• _Task instructions_: Please swap "roof vent" for "roof hatch" everywhere it occurs in the items below and give them again, leaving everything else unchanged.
═══
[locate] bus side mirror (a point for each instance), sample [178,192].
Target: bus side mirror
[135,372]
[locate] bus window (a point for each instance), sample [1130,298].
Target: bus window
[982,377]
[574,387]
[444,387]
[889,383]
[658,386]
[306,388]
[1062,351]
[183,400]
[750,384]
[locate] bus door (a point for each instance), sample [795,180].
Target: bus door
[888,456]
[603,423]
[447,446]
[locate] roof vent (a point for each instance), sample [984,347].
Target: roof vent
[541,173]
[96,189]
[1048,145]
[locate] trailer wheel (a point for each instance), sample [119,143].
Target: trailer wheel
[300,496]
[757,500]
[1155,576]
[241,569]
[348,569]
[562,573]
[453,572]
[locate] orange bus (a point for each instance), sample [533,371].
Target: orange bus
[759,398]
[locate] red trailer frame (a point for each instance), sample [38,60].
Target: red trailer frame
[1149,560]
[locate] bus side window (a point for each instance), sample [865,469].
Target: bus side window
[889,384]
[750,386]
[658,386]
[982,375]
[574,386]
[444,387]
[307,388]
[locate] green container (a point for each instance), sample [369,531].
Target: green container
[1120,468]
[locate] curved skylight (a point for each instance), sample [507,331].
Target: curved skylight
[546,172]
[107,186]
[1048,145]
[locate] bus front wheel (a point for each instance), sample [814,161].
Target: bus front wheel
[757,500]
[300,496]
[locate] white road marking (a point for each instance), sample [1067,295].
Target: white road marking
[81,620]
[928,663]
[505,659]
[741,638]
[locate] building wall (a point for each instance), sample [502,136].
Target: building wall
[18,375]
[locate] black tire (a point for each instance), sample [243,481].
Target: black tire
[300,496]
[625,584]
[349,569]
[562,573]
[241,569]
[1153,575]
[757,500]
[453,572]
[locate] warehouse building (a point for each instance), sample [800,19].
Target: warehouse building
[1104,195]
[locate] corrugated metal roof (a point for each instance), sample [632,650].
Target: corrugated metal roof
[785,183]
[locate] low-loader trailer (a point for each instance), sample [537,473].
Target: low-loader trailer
═══
• _Task output_:
[locate] bus side mirror (a point for each instance), sample [178,192].
Target: bus side mirror
[135,372]
[locate] bus window (a point for each instance), sample [1130,298].
Target: bus window
[982,377]
[574,387]
[444,387]
[889,383]
[658,386]
[306,388]
[1062,351]
[183,400]
[750,384]
[locate] bus door (a point for each instance), sample [795,180].
Target: bus door
[888,456]
[603,423]
[447,446]
[locate] roof hatch (a point for each instance), sample [984,347].
Target: roof hatch
[541,173]
[96,189]
[1048,145]
[locate] trailer wheel (a point for each instance), sample [119,143].
Target: trailer wheel
[300,496]
[757,500]
[1155,576]
[241,569]
[348,569]
[562,573]
[453,572]
[locate] orange bus (a point for each instance), sample [533,371].
Target: orange bus
[759,398]
[locate] red trailer frame (a point for each instance), sample [38,60].
Target: red trailer frame
[1149,560]
[locate] bus side window (a point for each instance), sample [865,469].
Target: bus side window
[889,384]
[750,386]
[658,386]
[982,375]
[574,386]
[444,387]
[307,388]
[locate] green container (a point for each instance), sample [369,531].
Target: green container
[1120,468]
[locate] curved skylight (a point for each instance), sample [507,331].
Target: curved skylight
[546,172]
[107,186]
[1048,145]
[locate] bus front wheel (a point for each instance), sample [814,161].
Target: bus front wheel
[757,500]
[300,496]
[locate] white road marking (a point for each instance), sample [1067,295].
Target: white road marking
[81,620]
[928,663]
[505,659]
[741,638]
[locate] building wall (a point for each instance), sample [502,136].
Target: building wall
[18,375]
[locate] black tire (a point for each instance), sample [243,481].
Target: black tire
[300,496]
[625,584]
[349,569]
[562,573]
[241,569]
[1153,575]
[757,500]
[453,572]
[locate] warehouse building (a point for each instance), sample [800,19].
Target: warehouse building
[1104,195]
[locate] corrugated metal roof (a point for each instance), sample [632,650].
Target: corrugated metal roof
[785,183]
[locate] low-loader trailer (a point for each instance), sample [537,473].
Target: low-loader trailer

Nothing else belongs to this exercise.